#### TO DO:
Copy out every record below exactly as written, but leave out any pictures.

#### LISTED ENTRIES:
###

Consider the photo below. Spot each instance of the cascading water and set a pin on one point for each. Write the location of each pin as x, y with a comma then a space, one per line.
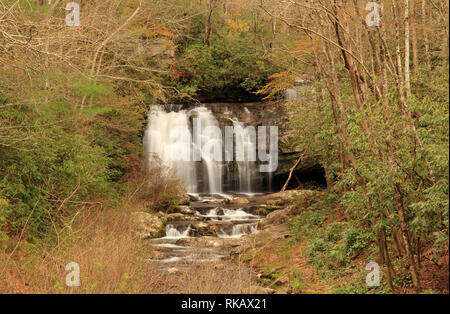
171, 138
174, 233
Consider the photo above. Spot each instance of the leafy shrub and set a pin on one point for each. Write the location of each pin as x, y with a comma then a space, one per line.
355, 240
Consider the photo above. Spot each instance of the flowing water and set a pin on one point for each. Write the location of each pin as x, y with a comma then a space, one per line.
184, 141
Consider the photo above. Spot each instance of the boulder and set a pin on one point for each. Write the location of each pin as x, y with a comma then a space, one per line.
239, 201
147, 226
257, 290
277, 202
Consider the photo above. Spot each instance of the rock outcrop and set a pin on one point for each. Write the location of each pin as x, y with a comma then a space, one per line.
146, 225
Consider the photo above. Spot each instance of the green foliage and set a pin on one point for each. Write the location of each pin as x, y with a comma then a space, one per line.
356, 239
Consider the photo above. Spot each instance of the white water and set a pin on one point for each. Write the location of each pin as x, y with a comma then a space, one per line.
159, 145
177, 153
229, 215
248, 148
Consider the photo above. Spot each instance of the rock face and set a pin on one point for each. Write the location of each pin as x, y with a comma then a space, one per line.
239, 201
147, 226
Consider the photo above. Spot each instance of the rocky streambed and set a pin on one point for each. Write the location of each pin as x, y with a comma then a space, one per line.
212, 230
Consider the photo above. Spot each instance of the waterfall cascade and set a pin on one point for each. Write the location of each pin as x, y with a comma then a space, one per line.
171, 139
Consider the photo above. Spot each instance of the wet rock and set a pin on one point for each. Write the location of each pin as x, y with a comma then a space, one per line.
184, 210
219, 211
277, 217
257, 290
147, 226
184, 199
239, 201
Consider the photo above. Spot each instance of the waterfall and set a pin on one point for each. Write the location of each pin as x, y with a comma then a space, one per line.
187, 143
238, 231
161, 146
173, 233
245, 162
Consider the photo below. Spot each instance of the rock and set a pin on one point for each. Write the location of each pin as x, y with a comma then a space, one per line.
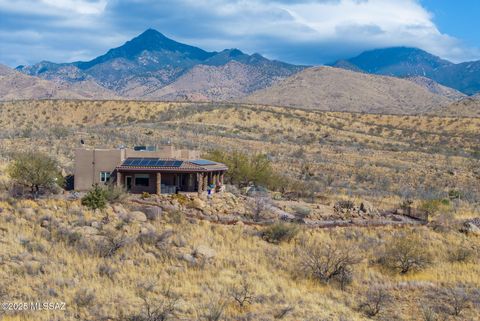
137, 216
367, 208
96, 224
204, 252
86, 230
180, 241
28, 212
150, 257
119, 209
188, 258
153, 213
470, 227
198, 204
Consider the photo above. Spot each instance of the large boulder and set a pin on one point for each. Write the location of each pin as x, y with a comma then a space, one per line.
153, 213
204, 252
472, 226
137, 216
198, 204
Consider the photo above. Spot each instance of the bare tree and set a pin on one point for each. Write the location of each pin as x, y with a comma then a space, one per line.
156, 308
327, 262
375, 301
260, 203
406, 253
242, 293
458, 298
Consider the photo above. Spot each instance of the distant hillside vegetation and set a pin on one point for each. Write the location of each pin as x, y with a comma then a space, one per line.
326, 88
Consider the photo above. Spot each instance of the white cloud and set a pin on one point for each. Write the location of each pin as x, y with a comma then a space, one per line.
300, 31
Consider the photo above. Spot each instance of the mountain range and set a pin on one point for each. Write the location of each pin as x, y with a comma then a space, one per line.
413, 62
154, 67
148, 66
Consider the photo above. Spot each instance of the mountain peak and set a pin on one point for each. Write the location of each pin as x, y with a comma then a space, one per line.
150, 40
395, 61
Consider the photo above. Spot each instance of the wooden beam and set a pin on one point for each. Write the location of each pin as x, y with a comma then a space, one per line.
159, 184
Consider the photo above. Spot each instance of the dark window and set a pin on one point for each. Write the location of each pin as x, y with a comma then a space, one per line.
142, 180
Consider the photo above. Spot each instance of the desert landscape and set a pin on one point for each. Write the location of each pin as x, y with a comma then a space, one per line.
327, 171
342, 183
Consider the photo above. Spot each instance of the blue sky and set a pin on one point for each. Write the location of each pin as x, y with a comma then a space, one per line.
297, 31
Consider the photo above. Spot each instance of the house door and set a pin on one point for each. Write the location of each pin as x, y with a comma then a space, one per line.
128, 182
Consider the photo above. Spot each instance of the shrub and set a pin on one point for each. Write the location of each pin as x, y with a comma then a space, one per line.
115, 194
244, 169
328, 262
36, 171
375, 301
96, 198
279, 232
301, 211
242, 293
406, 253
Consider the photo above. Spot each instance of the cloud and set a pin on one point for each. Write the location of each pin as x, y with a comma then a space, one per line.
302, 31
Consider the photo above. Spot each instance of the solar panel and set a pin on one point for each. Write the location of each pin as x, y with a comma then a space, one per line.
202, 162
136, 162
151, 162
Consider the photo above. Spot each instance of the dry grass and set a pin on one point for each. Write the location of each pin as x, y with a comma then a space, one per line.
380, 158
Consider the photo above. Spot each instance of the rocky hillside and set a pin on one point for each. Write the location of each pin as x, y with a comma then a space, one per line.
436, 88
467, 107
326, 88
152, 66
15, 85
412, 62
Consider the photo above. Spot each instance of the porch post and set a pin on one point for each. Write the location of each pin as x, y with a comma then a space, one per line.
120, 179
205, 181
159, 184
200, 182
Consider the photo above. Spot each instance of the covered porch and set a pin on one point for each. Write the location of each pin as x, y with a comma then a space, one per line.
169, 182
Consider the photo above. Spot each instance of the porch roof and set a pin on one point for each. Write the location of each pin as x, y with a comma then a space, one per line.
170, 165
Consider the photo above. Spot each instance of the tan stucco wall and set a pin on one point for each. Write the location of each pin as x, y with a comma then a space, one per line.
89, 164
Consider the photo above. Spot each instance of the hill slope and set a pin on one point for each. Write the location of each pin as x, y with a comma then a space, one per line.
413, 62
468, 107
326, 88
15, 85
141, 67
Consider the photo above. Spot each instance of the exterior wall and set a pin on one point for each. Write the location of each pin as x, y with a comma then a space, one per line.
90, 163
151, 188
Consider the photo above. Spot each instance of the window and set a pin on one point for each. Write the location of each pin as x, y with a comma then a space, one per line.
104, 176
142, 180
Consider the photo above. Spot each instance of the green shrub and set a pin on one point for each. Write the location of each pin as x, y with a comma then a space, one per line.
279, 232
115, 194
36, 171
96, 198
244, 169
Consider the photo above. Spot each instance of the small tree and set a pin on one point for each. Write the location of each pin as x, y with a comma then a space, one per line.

###

#### THE SOLUTION:
Consider the photo below. Spot each instance of the cascading water and set a pin on one point for each. Write the location of each pin as x, y with a comma then a space, one per line.
171, 138
174, 233
Consider the photo above. Spot each instance of the leafy shrub and set a pin on one point for each. Write the location of each pin as x, y with a comma then a space, one per line.
355, 240
Consider the photo above. Spot each instance of the flowing water and set a pin on one point for each. Write the location of each pin as x, y with a comma then a space, one per line.
184, 141
Consider the photo above. Spot each instance of the boulder and set a pin on one point for each. Write the location of each pin as x, y with a comma then a space, one per line.
239, 201
147, 226
257, 290
277, 202
Consider the photo above. Spot each instance of the rock outcrop and set a pin on one point for each. Write the location of each pin as x, y with a comma then a space, one per line.
146, 225
Consider the photo above. Spot each instance of the green foliage and set a pin on one point for each. Write the location of each pin as x, y with a comma then a space, one per line.
356, 239
Consider the photo above. Spot each instance of the white water and set a pin on one point for each. Write the location of each pin as x, y with a comma then a space, one per line.
159, 145
177, 153
229, 215
248, 148
Consider the photo above. Spot each instance of the rock face and set a pin on one point for each. Write the location of each pin as x, y with a comma then a space, one per line.
239, 201
147, 226
Consider the photo above. Spot each instance of the rocky streambed and set a pin on one point for each. Write the location of each pin as x, y with a comma then a space, one per line.
212, 230
Consider the photo above. Spot each instance of the waterfall cascade and set a pin on one point for each. Write the location of each pin as x, y with a comma then a space, one per line.
171, 139
Consider the photo above. Spot each instance of the wet rock and set a pin on one point for each. Write the location of each pin as x, y with a comma then a space, one per line.
184, 210
219, 211
277, 217
257, 290
147, 226
184, 199
239, 201
Consider the photo above. Spot each instance of the waterfall and set a pin on one point for each. Write the location of each pin as x, y with a comma then a space, one per line.
187, 143
238, 231
161, 146
173, 233
245, 162
Consider the photo below. Spot each instance of the rock and set a pin on one point for each. Write the location of each pin as x, y with a comma then a space, one per line.
137, 216
367, 208
96, 224
204, 252
86, 230
180, 241
28, 212
150, 257
119, 209
188, 258
153, 213
470, 227
198, 204
Consider the photo above. Spot each instance of the large boulder and set a pin on one point for each. Write the location of each pin as x, y with a comma then a space, one per line.
153, 213
204, 252
472, 226
137, 216
198, 204
Consider the photo above. Spot each instance of the bare tree and set a pin on one point for each. Write the location of each pin as x, y with a comma then a space, one per line.
156, 308
327, 262
375, 301
260, 203
406, 253
242, 293
458, 298
Consider the photo above. Spot each instance of the distant hillside vegetation and set a pin on one point for each. Write the location of each pin as x, y with a comma then a space, one per line.
326, 88
Consider the photo above. Spot each instance of the white cloud and set a pin on one point for each. Write the location of each pin as x, y with a comma then a space, one per line.
300, 31
Consider the photo above. Spot each instance of the mountain range and set a pin on one point for each. Write the location of each pin as x, y with a comma then a space, one per line.
413, 62
154, 67
148, 66
Consider the photo above. Spot each instance of the mountain peak and set a pin on one point for each. Write the location of each pin as x, y with a comma then a space, one per line.
150, 40
395, 61
Consider the photo above. Spot each instance of the wooden beam and set a pin on one point for each. Write the location of each pin as x, y with a comma then a space, one per line.
159, 184
Consider the photo above. Spot each instance of the dark window and set a pin on one point for each. Write the location of each pin as x, y with a comma then a space, one per line.
142, 180
Consider the photo above. Spot each instance of the desert landscape and set a pin on one point for each. Write the location of each pin as x, y with a comma then a space, one per line.
327, 171
342, 183
Consider the photo above. Spot each instance of the blue sky and set a pin on one point for each. Write the location of each pin as x, y with a comma then a space, one per line.
297, 31
Consider the photo above. Spot each instance of the house door and set a pin on one point for each. Write the location of each pin as x, y with a comma then a space, one per line.
128, 182
Consider the photo above. Spot each instance of the shrub and set a pin on one point for each. Write the location of each pin as x, y with a comma then a space, one per line.
115, 194
244, 169
328, 262
36, 171
375, 301
96, 198
279, 232
301, 211
242, 293
406, 253
Consider the photo above. Spot each instance of the cloud and set a pin on one point for each. Write the location of each pin as x, y with a comma then a space, one per line.
302, 31
Consider the photo above. Spot each instance of the solar panel and set a pin on one point for each. Write the location of each pin as x, y with a comma then a space, one per line.
202, 162
136, 162
151, 162
Consider the photo above. Spot each instance of the dry grass and set a pin on one point for each. Write the location of each pin as x, y with a comma then a space, one per line.
380, 158
Consider the photo above. Spot each instance of the rocky hillside and set a pin on one point for each. Write the location of each pin as x, y with a comma then a space, one per line.
436, 88
467, 107
326, 88
152, 66
15, 85
412, 62
Consider the photo above. Spot each instance of the porch post and set a pin on one point for each. Write the location of each pin as x, y with a comma then a space, one per line.
120, 179
205, 181
159, 184
200, 182
Consider the photo above. Spot each instance of the covered porch and set a pin on one point for each. Write the location of each pin as x, y with a comma then a space, one per line.
169, 182
Consider the photo above. Spot each instance of the porch roof and set a pin on one point for each. Write the location of each pin as x, y with a comma then a space, one per line.
170, 165
Consider the photo above. Spot each instance of the tan stucco wall and set a pin on one point for each. Write the location of each pin as x, y with a comma then a space, one per line.
89, 164
Consider the photo above. Spot each instance of the hill slope and set a pin on one point for each. Write the location of each pin as x, y with a comma then a space, one per line.
413, 62
468, 107
326, 88
15, 85
141, 67
Consider the photo above. Spot each instance of the exterior wall and set a pin on one point for each. Write the location of each pin as x, y with a comma then a space, one per line.
90, 163
151, 188
Consider the photo above. Spot each instance of the window and set a pin on one point for each. Write the location of each pin as x, y with a comma then a space, one per line.
104, 176
142, 180
Consider the photo above. Spot each instance of the green shrub and set a pin on one point for each. Write the location of each pin as x, y with a comma then a space, one per line.
279, 232
115, 194
36, 171
96, 198
244, 169
Consider the photo above. Spot each instance of the small tree and set a pin on one point for each. Write the location of each pin as x, y with a comma then a space, one per line.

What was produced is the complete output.